(Records taken from a data source)
+++++

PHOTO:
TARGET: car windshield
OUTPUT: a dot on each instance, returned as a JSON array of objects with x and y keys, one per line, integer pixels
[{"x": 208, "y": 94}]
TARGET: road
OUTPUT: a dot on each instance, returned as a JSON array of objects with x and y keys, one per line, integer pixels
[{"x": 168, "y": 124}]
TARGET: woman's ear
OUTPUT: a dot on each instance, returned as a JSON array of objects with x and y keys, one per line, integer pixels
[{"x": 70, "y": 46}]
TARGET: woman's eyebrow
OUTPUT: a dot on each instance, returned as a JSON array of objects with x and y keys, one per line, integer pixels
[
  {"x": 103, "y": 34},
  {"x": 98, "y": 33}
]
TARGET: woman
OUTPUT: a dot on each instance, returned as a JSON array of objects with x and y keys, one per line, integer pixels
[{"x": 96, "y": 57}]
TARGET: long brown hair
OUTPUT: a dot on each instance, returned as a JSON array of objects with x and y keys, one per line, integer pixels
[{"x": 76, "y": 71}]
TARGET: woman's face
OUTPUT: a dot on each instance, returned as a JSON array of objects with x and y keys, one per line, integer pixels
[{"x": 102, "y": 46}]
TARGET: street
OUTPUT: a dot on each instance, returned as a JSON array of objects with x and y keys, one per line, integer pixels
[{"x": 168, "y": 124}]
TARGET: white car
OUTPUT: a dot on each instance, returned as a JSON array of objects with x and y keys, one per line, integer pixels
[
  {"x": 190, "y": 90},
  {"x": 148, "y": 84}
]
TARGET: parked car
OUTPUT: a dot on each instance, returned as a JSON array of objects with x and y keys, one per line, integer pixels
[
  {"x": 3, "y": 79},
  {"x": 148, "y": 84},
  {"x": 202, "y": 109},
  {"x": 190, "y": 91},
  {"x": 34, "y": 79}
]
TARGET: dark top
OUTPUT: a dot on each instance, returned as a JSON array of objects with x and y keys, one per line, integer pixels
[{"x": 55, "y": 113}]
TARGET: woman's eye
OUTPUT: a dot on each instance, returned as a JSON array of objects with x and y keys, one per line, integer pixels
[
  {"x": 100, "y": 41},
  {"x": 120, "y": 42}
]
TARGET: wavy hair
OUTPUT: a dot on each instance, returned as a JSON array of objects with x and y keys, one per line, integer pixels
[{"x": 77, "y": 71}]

+++++

Short problem: Can you quote all of the data above line for line, with nothing changed?

Output for this task:
PHOTO:
TARGET: car windshield
OUTPUT: a dot on each instance, returned as a JSON array of objects with x and y keys, one per line, integer pixels
[{"x": 208, "y": 94}]
TARGET: road
OUTPUT: a dot on each instance, returned as a JSON array of objects with x and y keys, one per line, integer pixels
[{"x": 168, "y": 124}]
TARGET: woman's ear
OUTPUT: a dot on each instance, returned as a JSON array of objects with x and y keys, one per line, integer pixels
[{"x": 70, "y": 46}]
TARGET: woman's eyebrow
OUTPUT: a dot on each instance, returned as a JSON array of objects with x and y keys, one per line, integer pixels
[
  {"x": 103, "y": 34},
  {"x": 98, "y": 33}
]
TARGET: woman
OUTPUT: a dot on each instance, returned as a JSON array of objects with x and y keys, one per line, integer pixels
[{"x": 96, "y": 57}]
TARGET: long brown hair
OUTPUT: a dot on each instance, returned as a JSON array of objects with x and y keys, one per line, integer pixels
[{"x": 76, "y": 71}]
TARGET: woman's face
OUTPUT: a dot on each instance, returned as a JSON array of objects with x and y keys, one per line, integer pixels
[{"x": 102, "y": 46}]
TARGET: street
OUTPUT: a dot on each instance, returned as a JSON array of objects with x and y keys, one per line, integer pixels
[{"x": 168, "y": 124}]
TARGET: white car
OUTPUT: a dot on each instance, returned as a JSON array of objects with x and y keys, one per line, integer pixels
[
  {"x": 190, "y": 90},
  {"x": 148, "y": 84}
]
TARGET: parked car
OUTPUT: a dot on each instance, returned as a JSON array of objects with x and y keys, one per line, integer pixels
[
  {"x": 3, "y": 79},
  {"x": 148, "y": 84},
  {"x": 202, "y": 109},
  {"x": 190, "y": 91},
  {"x": 34, "y": 79}
]
TARGET: dark top
OUTPUT: a dot on each instance, returned as a JSON array of objects with x and y keys, one per line, integer pixels
[{"x": 55, "y": 113}]
TARGET: woman's eye
OUTPUT: a dot on each instance, returned as a JSON array of objects with x and y keys, one per line, integer pixels
[
  {"x": 100, "y": 41},
  {"x": 120, "y": 42}
]
TARGET: wavy hair
OUTPUT: a dot on each instance, returned as a JSON array of objects with x and y keys, one per line, integer pixels
[{"x": 77, "y": 71}]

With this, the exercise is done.